### [Required work]
Can you reproduce every one of the records below word for word, without changing or leaving out anything?

-- BEGIN Listed records --

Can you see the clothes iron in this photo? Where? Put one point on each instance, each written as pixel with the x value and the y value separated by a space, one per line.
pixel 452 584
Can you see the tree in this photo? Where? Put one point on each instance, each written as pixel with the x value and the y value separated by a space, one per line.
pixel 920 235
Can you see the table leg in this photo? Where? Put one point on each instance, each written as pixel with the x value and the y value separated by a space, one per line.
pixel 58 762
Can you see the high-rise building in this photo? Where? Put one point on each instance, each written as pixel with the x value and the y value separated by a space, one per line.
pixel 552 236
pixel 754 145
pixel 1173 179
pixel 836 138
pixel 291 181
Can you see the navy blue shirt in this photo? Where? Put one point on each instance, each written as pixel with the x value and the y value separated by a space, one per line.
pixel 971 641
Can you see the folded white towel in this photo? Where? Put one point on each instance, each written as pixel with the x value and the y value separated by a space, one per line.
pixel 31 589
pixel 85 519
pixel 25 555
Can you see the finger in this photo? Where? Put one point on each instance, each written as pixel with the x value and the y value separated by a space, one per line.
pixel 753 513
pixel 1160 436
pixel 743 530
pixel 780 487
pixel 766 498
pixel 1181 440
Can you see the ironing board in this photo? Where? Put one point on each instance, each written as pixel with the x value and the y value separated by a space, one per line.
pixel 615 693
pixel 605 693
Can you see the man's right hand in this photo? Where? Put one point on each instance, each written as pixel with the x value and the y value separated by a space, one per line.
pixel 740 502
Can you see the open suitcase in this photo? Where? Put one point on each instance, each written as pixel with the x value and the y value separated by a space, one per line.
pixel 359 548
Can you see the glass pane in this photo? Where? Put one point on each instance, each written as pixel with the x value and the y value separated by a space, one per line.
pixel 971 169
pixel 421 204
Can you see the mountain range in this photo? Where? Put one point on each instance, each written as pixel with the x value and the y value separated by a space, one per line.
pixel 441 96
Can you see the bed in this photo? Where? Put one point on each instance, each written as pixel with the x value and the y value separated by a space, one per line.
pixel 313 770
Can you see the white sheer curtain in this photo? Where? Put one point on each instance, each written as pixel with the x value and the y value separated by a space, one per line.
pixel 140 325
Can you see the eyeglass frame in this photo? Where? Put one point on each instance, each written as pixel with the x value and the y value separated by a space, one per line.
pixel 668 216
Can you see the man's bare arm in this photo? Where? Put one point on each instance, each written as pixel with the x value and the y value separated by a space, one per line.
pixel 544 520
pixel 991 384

-- END Listed records --

### [Answer to this problem]
Can you see the clothes iron in this photo? Where? Put one point on each instance, each written as pixel with the x value and the y value separated by a space, one per line.
pixel 452 584
Can you see the tree in this photo? Where? Put one point on each instance, each written as pixel with the x value and the y value separated by a space, one per line.
pixel 920 235
Can you see the table leg in this photo? Where? Put one point on each instance, each written as pixel with the x value and the y value separated by a space, one per line.
pixel 58 762
Can you see the high-rise building in this photo? Where? Put one point on each instance, each written as pixel with the x value and the y value separated by a space, one per line.
pixel 552 236
pixel 754 145
pixel 1173 179
pixel 836 138
pixel 291 181
Can you see the navy blue shirt in this photo? Where? Put one point on each instance, each written as pixel with the x value and the y value separated by a space, one per line.
pixel 971 641
Can you see the folded white towel in this photo? Where? Put one point on each instance, each written as pixel with the x value and the y value separated by a space, one per line.
pixel 31 589
pixel 85 519
pixel 25 555
Can you see the finger in this photo? Where? Put one point on each instance, each written as pixel with the x value and the y value separated by a space, one per line.
pixel 753 513
pixel 1160 436
pixel 743 530
pixel 780 487
pixel 766 498
pixel 1181 440
Can you see the ironing board in this photo? Where? Put one point on each instance, each written as pixel with the x value and the y value separated by a space, one per line.
pixel 615 693
pixel 605 693
Can you see the man's right hand in this photo? Where? Put one point on each instance, each written as pixel with the x value and the y value separated by a space, one per line.
pixel 740 502
Can you see the open suitcase in this photo? Where? Put one point on each instance, each written as pixel with the x value and the y value separated by a space, one per line.
pixel 359 548
Can you see the glass pane in this photo? Where? Put one point on each instance, each written as pixel with the x value and the y value separated by a space, one per line.
pixel 971 169
pixel 421 204
Can you see the mountain range in this photo? Where? Put one point on each instance, each written as pixel with the x value and the y value separated by a space, one per line.
pixel 441 96
Can you see the bed in this photo? Where? Put one point on each instance, each written as pixel with the x value and the y value separated by a space, one per line.
pixel 313 770
Can you see the white sheer curtain in this photo? Where? Put one point on each instance, each written as pixel with the x value and the y value separated by a space, one per line.
pixel 140 325
Can you see the eyeglass frame in this photo? Where? Put one point on each instance, each written as pixel with the x value and the y value separated by a space, one per line.
pixel 668 216
Can you see the man's bare arm in this photo? Where? Put one point on each instance, each written as pixel with the x value and the y value separated by a space, one per line.
pixel 544 520
pixel 991 384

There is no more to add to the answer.